Page excerpt =
I'm not sure If I should put real numbers here so I won't just yet.
 
My first capture reveals that about 70% of my incomming packets are ARP broadcast requests. I thought (and still think) this was abnormal. During the first test I'm doing nothing but surfing the internet, checking my E-mail, etc. I run the test for 10 min in promiscuous mode with no filters. The thing that gets me about it is most of the ARP traffic is from a subnet outside my own. I stepped into the local ISP office and talked with a technician about it and he assured me that it was normal. On all consecutive tests 70-80% of the total packets are ARP broadcasts.
 
After some further searching via Google, I discover that ARP traffic, even from outside your subnet, is normal on a cable or DSL connection. The page I read was a Cox cable support rep placating a customer. Apparently Cox subscribers are (or were) charged extra for how much banwidth over 30GB/month they used. The Cox support rep claimed they used something called IP bundling. I have never heard of that before. It was described as a way for hosts on a node to recieve broadcast traffic for their vlan when that specific node might obtain an IP from one of several different vlans. The Cox subscribers reported and the support rep confirmed approximately 1GB/month of ARP traffic. If I am reading ethereal correctly, I recieved approximately 5MB of ARP traffic in that first 10 min test. This would come to about 215GB/month of ARP traffic - WAY over what the Cox users were reporting.

Work to do =
- a) Say whether each statement agrees with the post on ARP traffic above. Answer yes or no, and quote the deciding words from the post. (i) The writer ran the first test for 10 minutes in promiscuous mode with no filters. (ii) The ISP technician told the writer the ARP traffic was abnormal. (iii) Most of the ARP traffic came from within the writer's own subnet.
- b) Please retype the stretch of the post on ARP traffic from "I'm not sure" through "are ARP broadcasts.".

Given records =
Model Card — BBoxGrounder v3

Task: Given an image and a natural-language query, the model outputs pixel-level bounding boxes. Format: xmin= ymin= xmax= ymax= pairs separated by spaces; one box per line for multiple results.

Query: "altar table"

...

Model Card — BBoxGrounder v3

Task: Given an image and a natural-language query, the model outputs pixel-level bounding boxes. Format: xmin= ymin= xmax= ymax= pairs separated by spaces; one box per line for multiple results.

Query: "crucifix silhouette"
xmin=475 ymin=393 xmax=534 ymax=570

Outputs =
- a)
(i) Yes: "I run the test for 10 min in promiscuous mode with no filters."
(ii) No: "he assured me that it was normal."
(iii) No: "most of the ARP traffic is from a subnet outside my own."

- b)
I'm not sure If I should put real numbers here so I won't just yet.
 
My first capture reveals that about 70% of my incomming packets are ARP broadcast requests. I thought (and still think) this was abnormal. During the first test I'm doing nothing but surfing the internet, checking my E-mail, etc. I run the test for 10 min in promiscuous mode with no filters. The thing that gets me about it is most of the ARP traffic is from a subnet outside my own. I stepped into the local ISP office and talked with a technician about it and he assured me that it was normal. On all consecutive tests 70-80% of the total packets are ARP broadcasts.